### Complete the following
[1] In the excerpt on energy efficiency in Australian government buildings, by what percentage did the energy efficiency of South Australian government-owned and leased buildings improve in 2014–2015 compared to the 2000–2001 baseline?
[2] Which government departments does the excerpt on energy efficiency in Australian government buildings name? List every one.
[3] Continue the excerpt on energy efficiency in Australian government buildings, beginning right after its final sentence.

### Source text
....

3.3.2 Implementation method and process
The GBEEI program under GBE strategy recognised EPC as the cost-effective energy efficiency investment in SA Government buildings. The retrofitting process under the GBEEI program is presented in Fig. 2. (
Department of State Development, 2016). Funding is available from the Department of Treasury and Finance (DTF) to implement the identified energy efficiency opportunities that fulfill the above-mentioned payback requirement subject to the final approval of the Treasurer.
Similar to the GGB and GREP program, a central facilitation service is available from the Department of State Development (DSD) to help the agencies throughout the retrofitting process in their buildings. The Central Facilitation Service includes representatives from DTF and the Department of Planning, Transport, and Infrastructure to support the agencies. In addition, a list of qualified ESCOs with required competencies in delivering energy performance contracting projects is also available from the website of DSD. The facilitation service team is responsible for maintaining the list of qualified ESCOs. The pre-qualified ESCOs have demonstrated required competencies, previous experience in delivering EPC projects, and/or attained Energy Efficiency Certification Scheme accreditation.
The process of delivering energy efficiency project using EPC is similar to the process in GGB in Victoria and therefore, is not repeated here. However, the templates, checklists, and requirements are adjusted according to the need of South Australia.
3.3.3 Current progress
According to the annual energy efficiency report (AEER) of 2014–2015, the energy efficiency of South Australian government-owned and leased buildings improved by 22.1% compared to the 2000–2001 baseline (
Department of State Development, 2015). Although the improvement is less than the 2013–2014 improvement of 23.8%, it is on track to meet the 2020 milestone of 30%. The decrease in efficiency in 2014–2015 compared to the 2013–2014 may be attributable in part to the weather patterns for the year. The months of August 2014 and April through to June 2015 recorded lower than average temperatures, while November 2014 through to March 2015 were above average. In 2014–2015, 80% of the office floor space leased by the government in CBD buildings had been reported to have NABERS energy rating of 4 or more stars (
Department of State Development, 2015).
3.4 Western Australia: Energy Smart Government
3.4.1 Relevant policies and targets
The Energy Smart Government (ESG) program is Western Australian government initiative to focus on energy efficiency within government buildings. The program was established in 2002 to reduce the costs of energy consumption in government buildings and to be an example for driving change in the general community and business (Western Australian Auditor, 2010). The first phase of the ESG program was finished in 2007 and second phase started one year after. The requirements of the ESG program were communicated to agencies through a Premier’s Circular. In the first phase, the ESG policy requires the government agencies with 25 or more full-time employees to reduce energy consumption by 12% over five year period from 2002–2007 (Western Australian Auditor, 2010). In the second phase that started from 2008, the absolute consumption reduction target for all government agencies was replaced by agencies determining their own energy intensity targets (
Department of Premier and Cabinet, 2008). At this stage, no information is available about the current status of the second phase of ESG program.

....

### Records

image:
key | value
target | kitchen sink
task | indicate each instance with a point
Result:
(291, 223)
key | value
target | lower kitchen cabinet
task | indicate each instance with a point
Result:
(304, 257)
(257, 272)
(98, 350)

....

### Results of the exercise
[1] 22.1%

[2]
- Department of State Development (DSD)
- Department of Treasury and Finance (DTF)
- Department of Planning, Transport, and Infrastructure
- Department of Premier and Cabinet

[3]
3.4.2 Implementation method and process
During the first phase of the ESG program, the Sustainable Energy Development Office (SEDO), a division of the Office of Energy was given the responsibility to manage the ESG program. In the second phase, the duty of SEDO was transferred to Public Utilities Office, Department of Finance (Colin Murphy, 2010). Unlike the GGB, GREP and GBE programs there is no guideline provided to the departments/agencies for implementing the ESG program in their buildings. The agencies that participated in the ESG program have developed their own energy efficiency retrofitting plan and implemented it using their own resources with financial assistance from SEDO. For instance, the Polytechnic West (a Western Australian government agency) appointed a Sustainability officer who was responsible for conducting building energy efficiency retrofits (
Stivey, 2011). The upfront cost for this project was provided by SEDO.
For the second stage, each participating agencies needed to develop their energy management plan (EMP), signed by the agencies’ chief executive and submitted to SEDO for approval (
Department of Premier and Cabinet, 2008). There were problems associated with this process such as 1) some agencies (about 17) did not develop appropriate EMPs and most of the documents were unusable; and 2) the SEDO was transferred to Public Utilities Office under Department of Finance in 2012 which created administrative issues (Colin Murphy, 2010).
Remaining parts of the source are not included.